Rewrite the records below as a JSON list of strings, one string per line, beginning with the line that contains "kitchen island countertop." and continuing through the line that contains "[0,170,600,389]". Omit blank lines and the pictures.

--- start INFORMATION SUPPLIED ---

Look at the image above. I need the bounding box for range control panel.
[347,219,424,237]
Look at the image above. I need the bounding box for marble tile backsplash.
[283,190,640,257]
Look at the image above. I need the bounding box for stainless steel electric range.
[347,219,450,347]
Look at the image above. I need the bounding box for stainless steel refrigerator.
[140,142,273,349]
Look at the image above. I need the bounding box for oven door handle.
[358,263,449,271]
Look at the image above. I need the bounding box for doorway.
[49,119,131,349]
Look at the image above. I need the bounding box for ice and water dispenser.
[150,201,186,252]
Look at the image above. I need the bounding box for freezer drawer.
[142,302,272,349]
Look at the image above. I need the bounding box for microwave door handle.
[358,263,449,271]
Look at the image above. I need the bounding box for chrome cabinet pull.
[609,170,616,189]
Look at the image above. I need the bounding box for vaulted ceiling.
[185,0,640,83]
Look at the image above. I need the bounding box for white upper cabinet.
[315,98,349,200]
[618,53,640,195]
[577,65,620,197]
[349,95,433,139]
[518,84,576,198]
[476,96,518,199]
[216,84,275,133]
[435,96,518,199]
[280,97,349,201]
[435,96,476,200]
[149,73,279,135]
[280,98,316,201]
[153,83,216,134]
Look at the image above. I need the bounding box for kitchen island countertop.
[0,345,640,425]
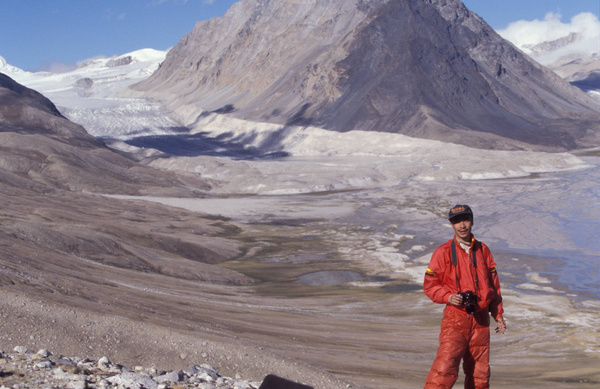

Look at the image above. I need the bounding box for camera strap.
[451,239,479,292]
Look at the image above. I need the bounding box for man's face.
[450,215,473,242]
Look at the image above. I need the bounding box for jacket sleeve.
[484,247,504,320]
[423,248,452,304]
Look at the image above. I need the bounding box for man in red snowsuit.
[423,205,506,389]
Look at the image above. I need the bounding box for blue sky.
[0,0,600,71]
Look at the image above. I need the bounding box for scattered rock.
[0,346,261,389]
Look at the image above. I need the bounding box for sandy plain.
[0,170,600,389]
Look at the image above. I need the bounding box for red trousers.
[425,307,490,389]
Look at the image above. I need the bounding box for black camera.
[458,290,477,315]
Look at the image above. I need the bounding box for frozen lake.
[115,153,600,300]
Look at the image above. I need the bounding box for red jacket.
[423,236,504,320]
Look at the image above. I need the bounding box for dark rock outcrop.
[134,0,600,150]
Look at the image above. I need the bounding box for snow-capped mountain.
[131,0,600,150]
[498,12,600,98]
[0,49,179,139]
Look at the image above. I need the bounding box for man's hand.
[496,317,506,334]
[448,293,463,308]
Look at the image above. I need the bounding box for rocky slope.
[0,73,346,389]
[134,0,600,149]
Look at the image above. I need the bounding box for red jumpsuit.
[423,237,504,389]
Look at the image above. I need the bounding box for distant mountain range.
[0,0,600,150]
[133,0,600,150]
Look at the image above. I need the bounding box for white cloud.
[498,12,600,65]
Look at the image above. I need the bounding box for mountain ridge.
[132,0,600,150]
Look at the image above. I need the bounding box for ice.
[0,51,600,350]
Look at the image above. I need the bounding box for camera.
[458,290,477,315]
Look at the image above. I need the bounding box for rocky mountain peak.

--- end INFORMATION SUPPLIED ---
--- start INFORMATION SUPPLIED ---

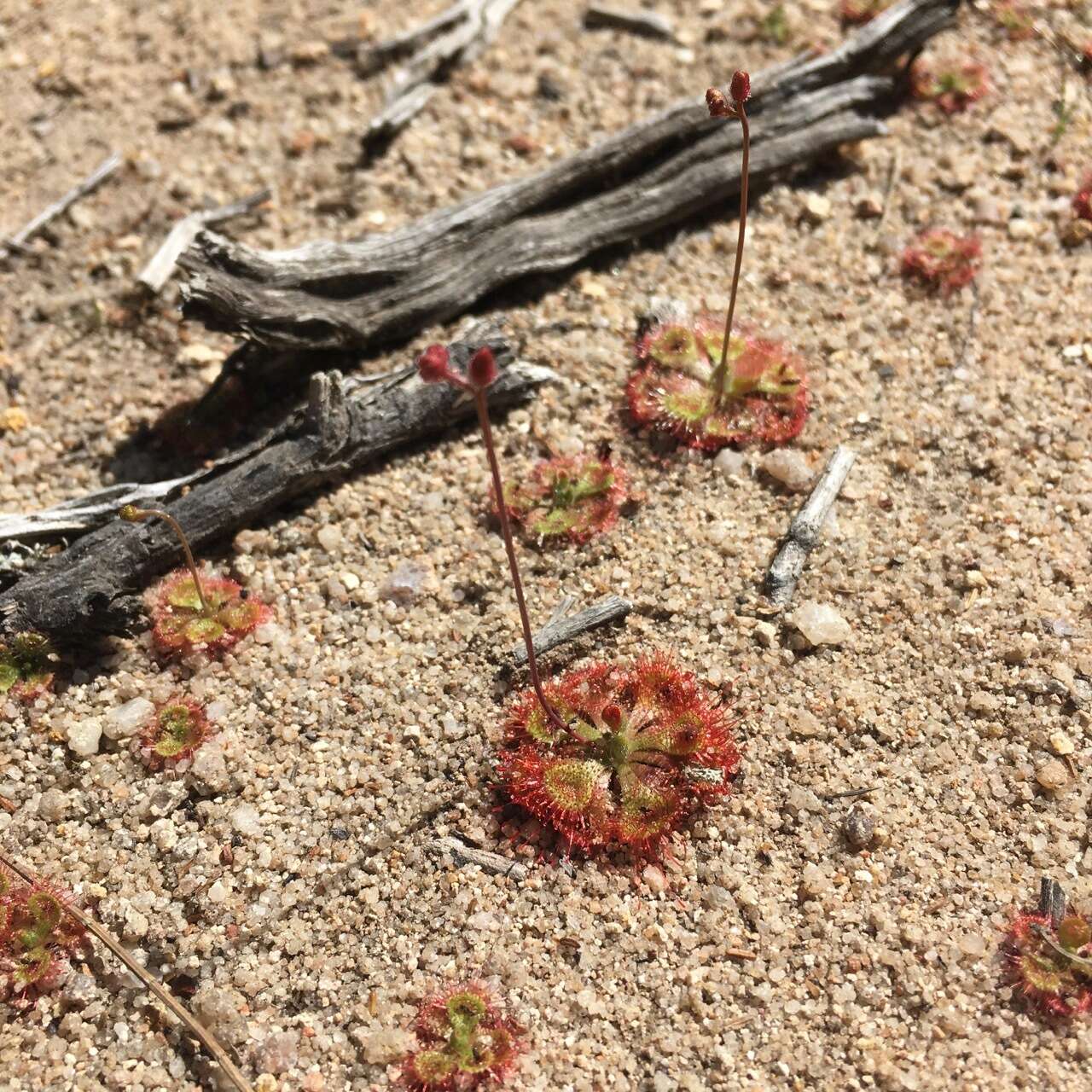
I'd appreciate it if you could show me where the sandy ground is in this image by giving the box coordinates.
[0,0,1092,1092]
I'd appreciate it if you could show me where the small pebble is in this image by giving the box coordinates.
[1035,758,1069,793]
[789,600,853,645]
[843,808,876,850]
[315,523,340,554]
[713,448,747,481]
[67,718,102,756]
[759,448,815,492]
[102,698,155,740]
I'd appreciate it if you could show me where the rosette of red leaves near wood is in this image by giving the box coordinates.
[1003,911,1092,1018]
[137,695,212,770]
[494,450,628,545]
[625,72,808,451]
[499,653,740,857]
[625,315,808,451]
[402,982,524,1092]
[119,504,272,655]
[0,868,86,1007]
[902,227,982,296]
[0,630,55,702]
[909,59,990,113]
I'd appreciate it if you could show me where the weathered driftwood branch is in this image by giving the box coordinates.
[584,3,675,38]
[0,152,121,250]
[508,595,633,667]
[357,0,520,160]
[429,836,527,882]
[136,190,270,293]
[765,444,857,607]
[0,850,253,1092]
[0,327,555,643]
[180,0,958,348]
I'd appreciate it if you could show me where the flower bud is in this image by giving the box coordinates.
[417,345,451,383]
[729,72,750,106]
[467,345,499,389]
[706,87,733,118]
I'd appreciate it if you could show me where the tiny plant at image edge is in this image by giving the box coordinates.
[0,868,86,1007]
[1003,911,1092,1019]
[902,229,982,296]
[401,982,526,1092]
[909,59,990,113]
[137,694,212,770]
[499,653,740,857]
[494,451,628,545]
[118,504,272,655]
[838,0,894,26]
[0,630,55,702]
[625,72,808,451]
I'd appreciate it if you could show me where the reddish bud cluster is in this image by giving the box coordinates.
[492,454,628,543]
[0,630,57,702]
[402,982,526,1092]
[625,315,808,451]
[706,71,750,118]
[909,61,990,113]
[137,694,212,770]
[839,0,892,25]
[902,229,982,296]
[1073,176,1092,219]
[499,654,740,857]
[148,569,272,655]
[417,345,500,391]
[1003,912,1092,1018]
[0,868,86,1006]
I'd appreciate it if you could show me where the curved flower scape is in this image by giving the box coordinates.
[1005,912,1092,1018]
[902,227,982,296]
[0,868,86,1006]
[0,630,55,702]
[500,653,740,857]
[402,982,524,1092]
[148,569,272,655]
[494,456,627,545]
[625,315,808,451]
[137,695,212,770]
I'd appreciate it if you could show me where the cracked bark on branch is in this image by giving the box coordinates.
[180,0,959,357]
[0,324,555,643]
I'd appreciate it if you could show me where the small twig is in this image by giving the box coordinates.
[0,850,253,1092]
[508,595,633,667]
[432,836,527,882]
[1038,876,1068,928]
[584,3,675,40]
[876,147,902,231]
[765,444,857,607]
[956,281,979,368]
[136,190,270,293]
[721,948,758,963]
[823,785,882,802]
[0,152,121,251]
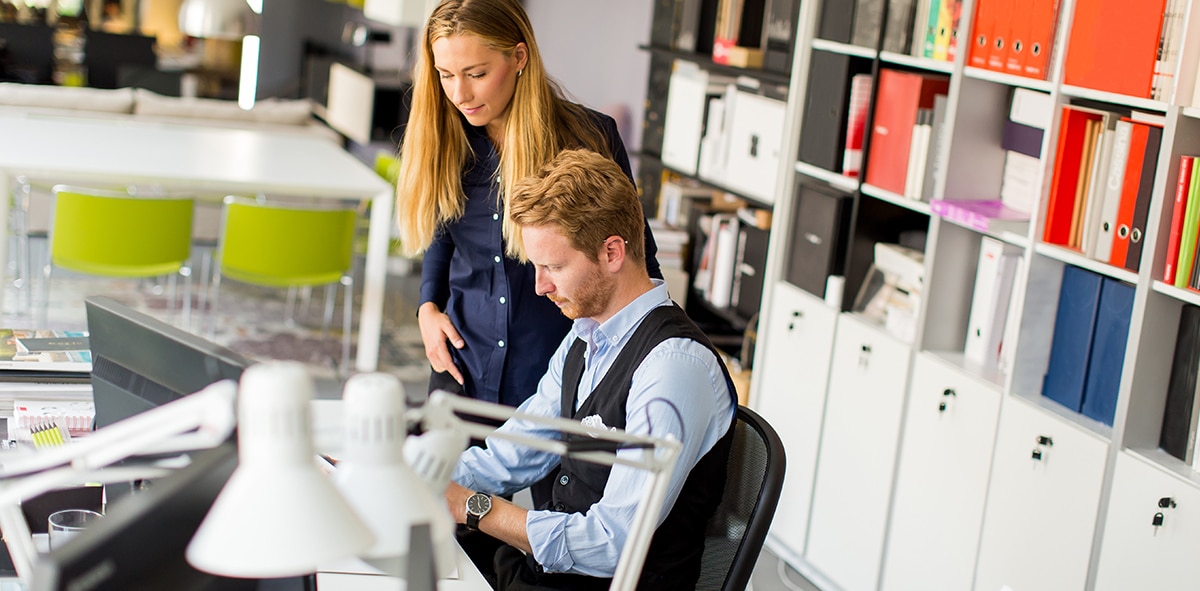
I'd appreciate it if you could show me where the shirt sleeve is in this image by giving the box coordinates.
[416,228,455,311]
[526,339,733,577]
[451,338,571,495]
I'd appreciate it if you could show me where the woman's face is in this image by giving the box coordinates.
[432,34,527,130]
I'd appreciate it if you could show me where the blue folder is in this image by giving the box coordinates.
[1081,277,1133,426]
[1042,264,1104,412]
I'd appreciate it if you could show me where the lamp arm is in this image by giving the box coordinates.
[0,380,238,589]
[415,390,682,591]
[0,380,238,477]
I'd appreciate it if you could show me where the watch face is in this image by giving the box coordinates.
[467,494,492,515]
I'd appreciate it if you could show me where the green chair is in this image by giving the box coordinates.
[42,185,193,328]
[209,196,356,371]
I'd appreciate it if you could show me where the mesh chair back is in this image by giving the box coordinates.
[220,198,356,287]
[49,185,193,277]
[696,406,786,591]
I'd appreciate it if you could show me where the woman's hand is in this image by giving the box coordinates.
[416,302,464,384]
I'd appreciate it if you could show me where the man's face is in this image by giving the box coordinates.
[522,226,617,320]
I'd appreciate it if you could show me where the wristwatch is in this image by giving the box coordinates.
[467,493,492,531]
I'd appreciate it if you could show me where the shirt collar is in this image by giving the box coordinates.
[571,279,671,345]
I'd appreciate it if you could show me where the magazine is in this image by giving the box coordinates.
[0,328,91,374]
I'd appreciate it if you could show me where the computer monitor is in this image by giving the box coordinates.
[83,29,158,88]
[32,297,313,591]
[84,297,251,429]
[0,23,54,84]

--- end INFORMATION SUPPLIED ---

— ANSWER TO THIS TASK —
[
  "Look at the image above. I need the bounding box for kitchen island countertop.",
  "[0,345,640,425]",
  "Look at the image above. I need the bounding box for camera strap.",
  "[451,239,479,292]",
  "Look at the image above. I need the bounding box for man's face.",
  "[450,215,473,242]",
  "Look at the image above. I need the bounding box for jacket sleeve.",
  "[484,247,504,320]",
  "[423,248,452,304]",
  "Look at the image above. I need the bounding box for man in red snowsuit.",
  "[423,205,506,389]",
  "Look at the image above. I need the bounding box for blue sky.",
  "[0,0,600,71]",
  "Look at the image above. I need the bounding box for scattered rock.",
  "[0,346,261,389]",
  "Look at the image above. I need the bounding box for sandy plain.",
  "[0,170,600,389]"
]